Text =
[Begin]

[158136] in North American Network Operators' Group
Re: Recovering from spam resulting from compromised account
daemon@ATHENA.MIT.EDU (Dave Sotnick)
Wed Nov 21 21:29:44 2012
In-Reply-To: <FCE90B76-4A22-4CBD-9CEB-9B27B1D42EAE@snap-interactive.com>
Date: Wed, 21 Nov 2012 18:29:18 -0800
From: Dave Sotnick <sotnickd-nanog@ddv.com>
To: Matthew Barr <mbarr@snap-interactive.com>
Cc: nanog@nanog.org
Errors-To: nanog-bounces+nanog.discuss=bloom-picayune.mit.edu@nanog.org
Thanks Matthew. Sadly, most of the bounce responses have URLs that
point you to a help page that doesn't have further contact information
or just tells you to wait it out.
e.g.
http://postmaster.yahoo.com/421-ts03.html
http://www.google.com/mail/help/bulk_mail.html
I'll do the requisite digging and start contacting postmasters.

[End]

Problems and tasks =
1. Reproduce the portion of the NANOG message starting with "Wed Nov 21 21:29:44" and going on through "start contacting postmasters.", character for character.
2. Render this sentence from the NANOG message in Spanish: "I'll do the requisite digging and start contacting postmasters."
3. Extend the NANOG message about recovering from spam by writing on from its final sentence.
The lines that come next have no connection to the NANOG mailing list message.

Material supplied =
[Begin]

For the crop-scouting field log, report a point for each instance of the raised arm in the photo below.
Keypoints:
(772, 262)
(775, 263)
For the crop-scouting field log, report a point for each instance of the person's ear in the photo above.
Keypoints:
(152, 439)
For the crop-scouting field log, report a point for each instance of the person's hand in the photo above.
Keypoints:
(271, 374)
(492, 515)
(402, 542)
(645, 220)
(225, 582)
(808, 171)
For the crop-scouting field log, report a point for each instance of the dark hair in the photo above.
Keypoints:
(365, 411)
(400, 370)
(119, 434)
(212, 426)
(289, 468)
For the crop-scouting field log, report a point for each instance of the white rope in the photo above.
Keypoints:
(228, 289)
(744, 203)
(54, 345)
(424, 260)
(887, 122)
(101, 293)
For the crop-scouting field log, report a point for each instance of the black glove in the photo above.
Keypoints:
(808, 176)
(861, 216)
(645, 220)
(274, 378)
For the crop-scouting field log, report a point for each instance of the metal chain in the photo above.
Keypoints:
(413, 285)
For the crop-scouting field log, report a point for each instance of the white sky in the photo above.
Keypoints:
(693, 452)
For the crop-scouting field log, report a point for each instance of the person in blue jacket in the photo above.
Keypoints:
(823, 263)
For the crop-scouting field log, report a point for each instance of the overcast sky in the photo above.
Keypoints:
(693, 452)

[End]
[Begin]

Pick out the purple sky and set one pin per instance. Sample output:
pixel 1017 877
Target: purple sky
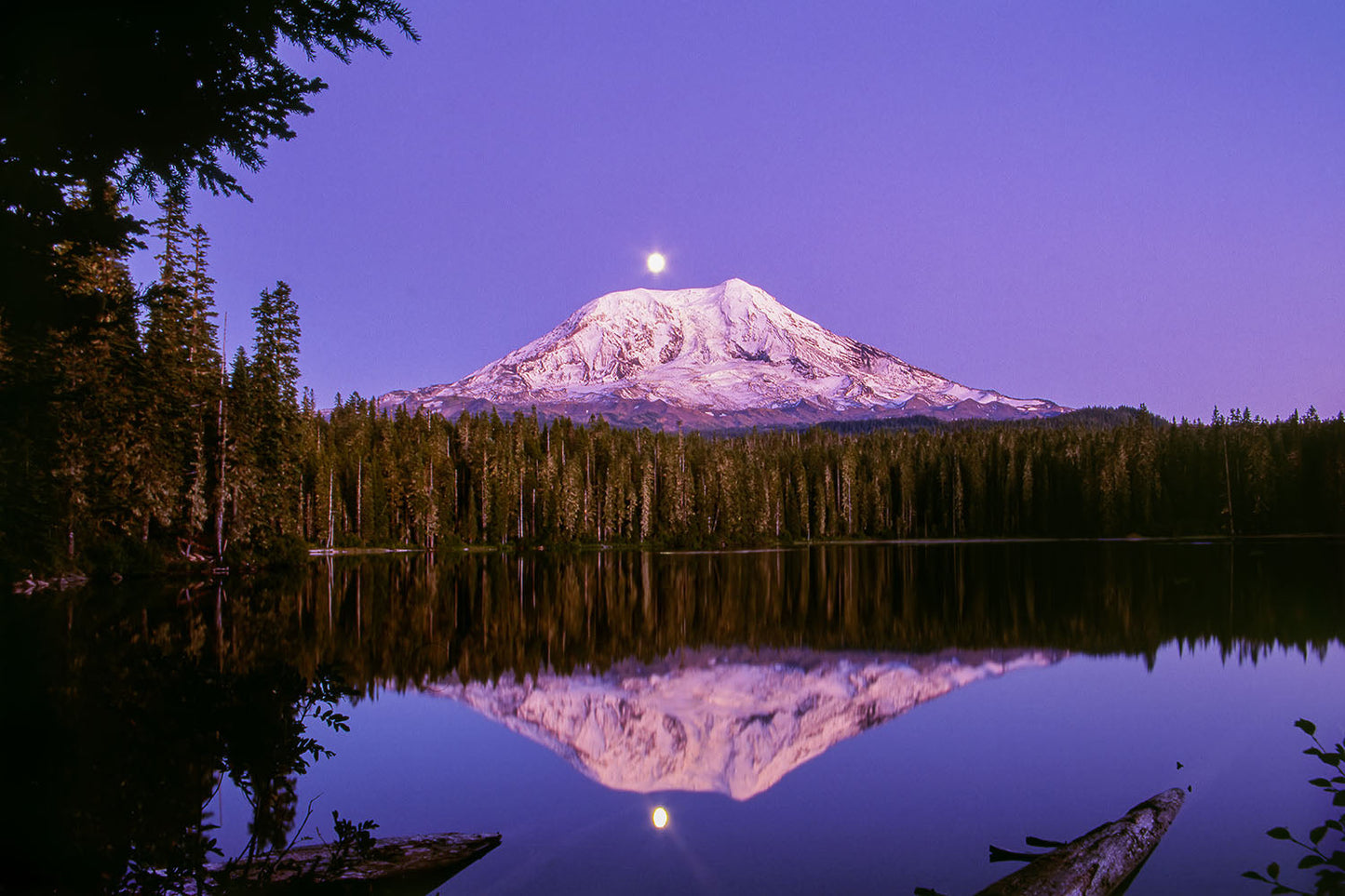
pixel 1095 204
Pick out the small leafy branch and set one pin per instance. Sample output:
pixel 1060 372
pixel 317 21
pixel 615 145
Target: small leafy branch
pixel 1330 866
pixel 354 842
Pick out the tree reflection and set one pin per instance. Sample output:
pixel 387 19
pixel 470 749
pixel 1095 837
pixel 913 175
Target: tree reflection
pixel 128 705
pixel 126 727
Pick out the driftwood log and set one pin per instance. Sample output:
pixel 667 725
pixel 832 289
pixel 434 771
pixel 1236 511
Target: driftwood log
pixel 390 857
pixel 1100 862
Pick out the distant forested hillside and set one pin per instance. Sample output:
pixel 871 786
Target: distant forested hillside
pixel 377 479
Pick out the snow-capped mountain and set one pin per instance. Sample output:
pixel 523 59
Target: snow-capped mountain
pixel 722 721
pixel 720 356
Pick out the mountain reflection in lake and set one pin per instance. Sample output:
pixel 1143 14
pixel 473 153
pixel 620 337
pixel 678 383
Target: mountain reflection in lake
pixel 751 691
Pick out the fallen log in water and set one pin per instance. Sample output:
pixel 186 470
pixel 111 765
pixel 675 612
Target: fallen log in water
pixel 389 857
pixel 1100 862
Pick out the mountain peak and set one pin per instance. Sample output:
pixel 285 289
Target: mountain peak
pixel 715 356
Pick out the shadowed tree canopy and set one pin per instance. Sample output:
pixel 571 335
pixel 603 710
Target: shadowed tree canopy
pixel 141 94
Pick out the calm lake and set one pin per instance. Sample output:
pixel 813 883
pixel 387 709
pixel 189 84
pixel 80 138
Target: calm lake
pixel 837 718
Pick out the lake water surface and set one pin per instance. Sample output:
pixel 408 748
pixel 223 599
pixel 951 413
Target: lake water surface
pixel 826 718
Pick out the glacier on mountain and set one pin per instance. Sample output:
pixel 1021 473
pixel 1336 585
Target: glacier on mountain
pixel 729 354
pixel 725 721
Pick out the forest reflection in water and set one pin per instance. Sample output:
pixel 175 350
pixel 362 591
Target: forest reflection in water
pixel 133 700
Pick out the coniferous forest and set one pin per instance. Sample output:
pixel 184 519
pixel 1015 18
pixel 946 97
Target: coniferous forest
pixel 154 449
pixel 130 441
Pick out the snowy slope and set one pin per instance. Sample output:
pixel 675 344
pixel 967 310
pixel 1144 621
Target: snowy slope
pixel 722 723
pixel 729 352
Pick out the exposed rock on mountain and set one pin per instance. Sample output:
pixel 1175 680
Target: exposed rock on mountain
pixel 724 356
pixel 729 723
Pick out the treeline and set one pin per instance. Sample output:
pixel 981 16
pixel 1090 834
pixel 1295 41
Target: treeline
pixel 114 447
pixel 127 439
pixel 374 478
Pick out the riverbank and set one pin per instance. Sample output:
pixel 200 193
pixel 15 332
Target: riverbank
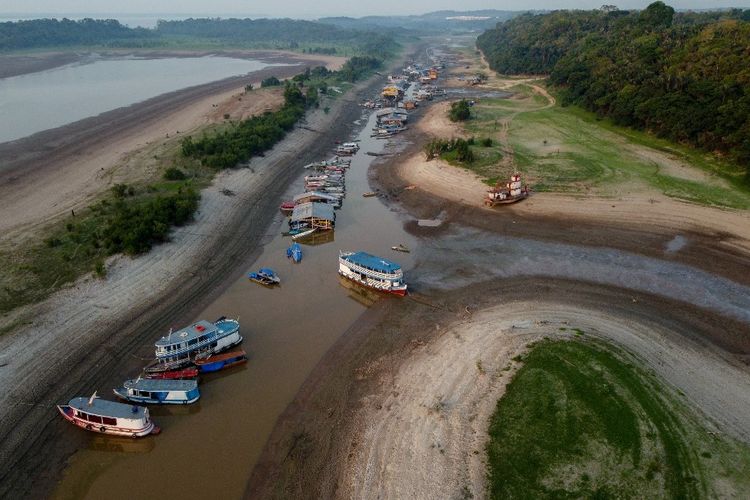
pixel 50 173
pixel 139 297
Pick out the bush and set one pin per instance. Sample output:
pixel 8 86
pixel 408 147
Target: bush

[End]
[Begin]

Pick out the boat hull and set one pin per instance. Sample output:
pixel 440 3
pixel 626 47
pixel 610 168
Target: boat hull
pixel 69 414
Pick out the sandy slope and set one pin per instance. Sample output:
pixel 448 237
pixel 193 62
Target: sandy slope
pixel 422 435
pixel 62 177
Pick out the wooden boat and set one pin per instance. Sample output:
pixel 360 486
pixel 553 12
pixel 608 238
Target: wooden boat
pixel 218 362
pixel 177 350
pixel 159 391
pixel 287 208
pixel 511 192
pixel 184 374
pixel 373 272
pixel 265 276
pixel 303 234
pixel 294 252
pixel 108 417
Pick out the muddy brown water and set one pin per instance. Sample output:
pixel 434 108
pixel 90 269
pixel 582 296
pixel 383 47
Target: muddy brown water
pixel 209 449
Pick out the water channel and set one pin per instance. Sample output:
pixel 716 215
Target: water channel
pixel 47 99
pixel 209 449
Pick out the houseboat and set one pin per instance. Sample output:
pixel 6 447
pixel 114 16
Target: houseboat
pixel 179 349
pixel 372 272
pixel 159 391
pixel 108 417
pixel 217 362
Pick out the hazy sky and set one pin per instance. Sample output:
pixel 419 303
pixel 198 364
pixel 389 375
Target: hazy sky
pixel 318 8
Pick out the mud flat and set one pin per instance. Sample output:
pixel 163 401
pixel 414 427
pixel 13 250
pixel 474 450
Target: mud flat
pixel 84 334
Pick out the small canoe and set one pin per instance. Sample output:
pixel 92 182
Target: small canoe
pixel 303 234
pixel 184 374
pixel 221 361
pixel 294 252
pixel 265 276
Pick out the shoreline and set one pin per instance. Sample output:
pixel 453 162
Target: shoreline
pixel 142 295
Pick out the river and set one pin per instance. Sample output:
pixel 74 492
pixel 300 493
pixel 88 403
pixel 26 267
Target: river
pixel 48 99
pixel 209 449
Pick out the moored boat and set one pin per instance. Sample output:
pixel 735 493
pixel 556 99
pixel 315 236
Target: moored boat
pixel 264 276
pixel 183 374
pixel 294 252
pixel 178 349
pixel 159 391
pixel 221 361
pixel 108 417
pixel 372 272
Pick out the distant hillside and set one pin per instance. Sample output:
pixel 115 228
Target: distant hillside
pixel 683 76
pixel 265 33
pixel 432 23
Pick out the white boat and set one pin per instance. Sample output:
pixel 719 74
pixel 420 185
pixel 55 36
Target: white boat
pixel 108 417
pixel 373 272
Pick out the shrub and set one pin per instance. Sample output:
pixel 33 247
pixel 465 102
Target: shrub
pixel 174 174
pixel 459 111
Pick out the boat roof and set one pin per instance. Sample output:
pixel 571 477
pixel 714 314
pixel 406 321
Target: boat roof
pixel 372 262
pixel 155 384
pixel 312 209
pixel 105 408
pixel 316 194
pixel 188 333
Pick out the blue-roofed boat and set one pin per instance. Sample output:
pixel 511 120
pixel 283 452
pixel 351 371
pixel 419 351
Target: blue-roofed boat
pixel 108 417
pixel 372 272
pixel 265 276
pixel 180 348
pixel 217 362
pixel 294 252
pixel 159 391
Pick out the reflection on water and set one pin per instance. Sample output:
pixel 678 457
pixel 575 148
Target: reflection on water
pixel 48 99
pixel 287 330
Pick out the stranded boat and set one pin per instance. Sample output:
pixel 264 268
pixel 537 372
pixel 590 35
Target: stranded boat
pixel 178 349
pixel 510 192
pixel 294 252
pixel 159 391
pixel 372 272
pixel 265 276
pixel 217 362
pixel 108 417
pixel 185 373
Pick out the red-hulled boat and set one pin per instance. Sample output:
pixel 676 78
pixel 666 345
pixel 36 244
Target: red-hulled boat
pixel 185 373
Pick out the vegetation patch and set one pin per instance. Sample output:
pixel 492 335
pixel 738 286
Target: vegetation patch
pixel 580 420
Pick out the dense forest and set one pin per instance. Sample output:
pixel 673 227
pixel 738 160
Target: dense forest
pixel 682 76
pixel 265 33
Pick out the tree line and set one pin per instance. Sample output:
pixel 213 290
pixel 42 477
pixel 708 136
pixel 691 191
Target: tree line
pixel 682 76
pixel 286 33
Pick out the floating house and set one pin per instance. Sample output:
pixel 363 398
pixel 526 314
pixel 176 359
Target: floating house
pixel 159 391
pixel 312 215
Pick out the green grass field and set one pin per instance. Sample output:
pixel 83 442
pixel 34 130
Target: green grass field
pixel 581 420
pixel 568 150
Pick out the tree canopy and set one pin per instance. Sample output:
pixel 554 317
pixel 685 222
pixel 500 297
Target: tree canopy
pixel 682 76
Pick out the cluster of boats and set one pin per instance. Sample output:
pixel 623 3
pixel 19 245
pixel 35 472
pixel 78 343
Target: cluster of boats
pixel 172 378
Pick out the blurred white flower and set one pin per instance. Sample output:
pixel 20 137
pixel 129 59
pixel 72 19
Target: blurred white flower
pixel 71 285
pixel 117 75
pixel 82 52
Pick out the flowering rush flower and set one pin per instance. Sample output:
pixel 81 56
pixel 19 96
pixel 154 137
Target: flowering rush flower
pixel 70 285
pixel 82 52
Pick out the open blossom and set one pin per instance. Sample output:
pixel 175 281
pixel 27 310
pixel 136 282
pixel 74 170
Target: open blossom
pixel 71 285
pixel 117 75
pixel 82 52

[End]

Results of the exercise =
1.
Wed Nov 21 21:29:44 2012
In-Reply-To: <FCE90B76-4A22-4CBD-9CEB-9B27B1D42EAE@snap-interactive.com>
Date: Wed, 21 Nov 2012 18:29:18 -0800
From: Dave Sotnick <sotnickd-nanog@ddv.com>
To: Matthew Barr <mbarr@snap-interactive.com>
Cc: nanog@nanog.org
Errors-To: nanog-bounces+nanog.discuss=bloom-picayune.mit.edu@nanog.org
Thanks Matthew. Sadly, most of the bounce responses have URLs that
point you to a help page that doesn't have further contact information
or just tells you to wait it out.
e.g.
http://postmaster.yahoo.com/421-ts03.html
http://www.google.com/mail/help/bulk_mail.html
I'll do the requisite digging and start contacting postmasters.

2. Haré la investigación necesaria y empezaré a contactar a los administradores de correo.

3.
-Dave
On Wed, Nov 21, 2012 at 6:13 PM, Matthew Barr
<mbarr@snap-interactive.com> wrote:
>
> On Nov 21, 2012, at 8:53 PM, Dave Sotnick <sotnickd-nanog@ddv.com> wrote:
>> Also had reports that we're still seeing bounces to Gmail, Comcast and
>> Yahoo accounts.
>
>
> The best thing to do is to go ahead and look at the bounce messages from the various ISP's, and see if they have any instructions or URL's to contact.
>
> If you don't have any of those messages at hand, you can see the bounce codes in the logs of your mailserver.
>
> If you don't have any useful messages in the bounce code, then you can probably look at the site for each ISP, and google their postmaster group.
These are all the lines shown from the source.